══ Selected text
There was an additional disappointment in relation to this, particularly after the first couple appointments with this therapist, which may have also added to my self-doubt during this period.

I had voiced a concern about the disorganized appearance of the therapist’s office to someone I saw as a major support for me as I was waking up to my role as family scapegoat.  This supporter of mine, minimized and even laughed a little at my apprehension about how that might reflect her capability as a therapist.

I stopped seeing the therapist shortly after writing this and then at some point in 2015 reviewed what I’d written and at that time, added an update.

So without further ado, here’s the story:

She told me in one session, when I went to her in a really dark depression, that I need to find a hobby, maybe join a gym.

I’ve been seeing a psychologist who seems pretty scattered. Her office is a cluttered mess and although I never have expectations of someone being a compulsive neat freak, which would probably be just as bad, I like to see a little bit of order from someone who is helping others get their lives straightened out.

This bothered me from the beginning and I almost didn’t go back for a second visit, but I figured I should really give her more of a chance. But I continue to do things like that…give people, especially therapists…another chance even after my intuition nudges me and says, “No, this isn’t a good idea.”

And that’s because one, I’m not so sure it’s my intuition or my perfectionist traits telling me this therapist (or whatever the situation) might not be a healthy one. And two, self-doubt.

Up until a few years ago I was pretty good at giving people the benefit of the doubt without much thought.

I’ve never really been too self confident though and easily gave the benefit of the doubt even when it didn’t feel right. My self doubt would take me to the conclusion that it ‘must be me’…’something is wrong with me.’

The end of the affair, triggered the trauma already laying somewhat dormant and trusting anyone or myself is now a shaky dilemma. I simply don’t. I’m suspicious of everyone.

It’s pretty mind fucking actually. Although I see that my original thoughts were at times correct, that something was off about someone or that the situation in general wasn’t healthy for me, the self doubt can still become magnified.

But still, the trust in and of others is pretty much non-existent. I factor in my hyper-sensitivity and it’s as clear as mud as to whether someone including myself is trustworthy. I don’t want to displace any feelings though. I’m hyper-conscious of the possibility of this, given the effects of the traumas.  And so the therapist gets chance after chance.  Maybe she’s pushing buttons, not on purpose, but pushing them nonetheless, which tells me there’s something to work on. Which is a good thing.
════
> _What this exercise asks_
1 – Repeat word for word the part of the therapist post starting at "I had voiced" and ending at "as a therapist.".
2 – Condense the paragraph of the therapist post that begins "But still, the trust in and of others" into a few shorter sentences, keeping its main points.
3 – Write the next part of the post about the therapist, picking up after its final sentence.
══ Information given
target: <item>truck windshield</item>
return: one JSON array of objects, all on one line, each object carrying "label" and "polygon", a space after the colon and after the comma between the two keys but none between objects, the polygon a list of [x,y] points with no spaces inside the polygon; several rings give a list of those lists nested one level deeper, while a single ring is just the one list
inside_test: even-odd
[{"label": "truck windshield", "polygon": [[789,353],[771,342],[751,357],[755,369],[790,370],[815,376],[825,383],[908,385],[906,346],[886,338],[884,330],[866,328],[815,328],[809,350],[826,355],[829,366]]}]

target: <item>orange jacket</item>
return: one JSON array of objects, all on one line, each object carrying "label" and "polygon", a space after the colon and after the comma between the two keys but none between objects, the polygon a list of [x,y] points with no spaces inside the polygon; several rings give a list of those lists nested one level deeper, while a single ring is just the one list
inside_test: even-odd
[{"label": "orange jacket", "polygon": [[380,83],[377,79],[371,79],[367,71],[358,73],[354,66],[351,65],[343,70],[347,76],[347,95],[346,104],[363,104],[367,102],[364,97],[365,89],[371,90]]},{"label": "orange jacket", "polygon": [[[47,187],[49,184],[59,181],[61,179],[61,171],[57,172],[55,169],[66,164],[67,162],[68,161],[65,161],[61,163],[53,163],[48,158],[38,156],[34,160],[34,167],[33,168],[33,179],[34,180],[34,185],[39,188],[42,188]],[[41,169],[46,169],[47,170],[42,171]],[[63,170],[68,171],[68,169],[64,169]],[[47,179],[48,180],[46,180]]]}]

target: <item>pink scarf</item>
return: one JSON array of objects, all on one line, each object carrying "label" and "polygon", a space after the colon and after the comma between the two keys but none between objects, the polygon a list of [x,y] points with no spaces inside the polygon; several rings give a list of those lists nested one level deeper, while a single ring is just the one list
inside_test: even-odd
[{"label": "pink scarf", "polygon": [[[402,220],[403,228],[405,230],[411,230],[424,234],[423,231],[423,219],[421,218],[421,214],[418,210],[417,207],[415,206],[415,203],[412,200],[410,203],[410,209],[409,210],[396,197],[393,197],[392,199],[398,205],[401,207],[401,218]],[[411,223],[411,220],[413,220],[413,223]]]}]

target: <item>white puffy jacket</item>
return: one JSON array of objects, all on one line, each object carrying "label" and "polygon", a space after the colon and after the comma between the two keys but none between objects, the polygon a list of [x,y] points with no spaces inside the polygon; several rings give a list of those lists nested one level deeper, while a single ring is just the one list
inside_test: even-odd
════
> _Answers provided_
1 –
I had voiced a concern about the disorganized appearance of the therapist’s office to someone I saw as a major support for me as I was waking up to my role as family scapegoat.  This supporter of mine, minimized and even laughed a little at my apprehension about how that might reflect her capability as a therapist.

2 – The writer has almost no trust in others, and hyper-sensitivity makes it unclear whether anyone, including the writer, is trustworthy. Wary of displacing feelings because of past trauma, the writer keeps giving the therapist chances. The therapist may be unintentionally pushing buttons, which points to something worth working on, and that is a good thing.

3 –
There’s the chance I’ve devalued her to the point I want to call it quits. I have felt recently that this is it. If things don’t work with her, I’m done with therapy and will need to find another way. I’m agitated in general I guess, which is coming with the depression right now. But it seems to be aggravated when in her presence. I think it seems as though she’s not understanding, when in reality she does, but I’m not reading her correctly.

Edit Saturday, 9/2/17: Maybe she was the bad therapist I thought she was all along and even enjoyed pushing buttons. Maybe not, but maybe didn’t even have the consideration to be careful. I do know and understand now that she was incapable of giving me the validation I needed at the time.

She suggested she give me a psych evaluation and the process was excruciating. It took longer than it should’ve because her schedule clashed with the times I could get a ride over there.

When we were finished, she gave me a copy to review and to my disappointing surprise, it seemed to be written by a third grader. In addition, it was clear she hadn’t really listened too well to my answers to her questions. The things she wrote had my words twisted in some instances. The stories were told flatly with no real emotion.  My experiences just didn’t translate well to her ear and mind apparently.

I made some corrections and found that I could do a much better job of describing it all, telling the stories accurately and really painting a vivid picture…the true picture.

When I went in for the appointment, fully prepared with corrections and better descriptions and depictions, she had rewritten the whole thing anyway. Before I had handed her my copy of corrections, she handed me something completely new.

This was frustrating for two reasons. First, I felt as though I put in all that work for no reason. And second, I hadn’t seen her in weeks, given our conflicting schedules, so I could have actually found some time to come pick up and her rewritten copy before the appointment, if she’d had a staff member call me.

I was visibly annoyed, so she allowed me to read off my corrections while she wrote them on her copy.

After we were finished and before I left, she told me she’d have a staff member call me when the corrections were finished, so I could pick it up and proof it again before our next appointment.  I agreed as I thought this would save us both time and the evaluation could finally be finished.

I wanted to get back to actual therapy sessions.

I never got a call.

Going over such lengthy evaluations is continuously taking up our appointments. It’s ridiculous and she seems scattered, unorganized and seems to be annoyed with my insistence that she actually be accurate with the information I’ve given her.

I think for efficiency purposes and to further help the process, her attention needs to be more focused and it just simply isn’t. I’m not expecting any special treatment, just follow through.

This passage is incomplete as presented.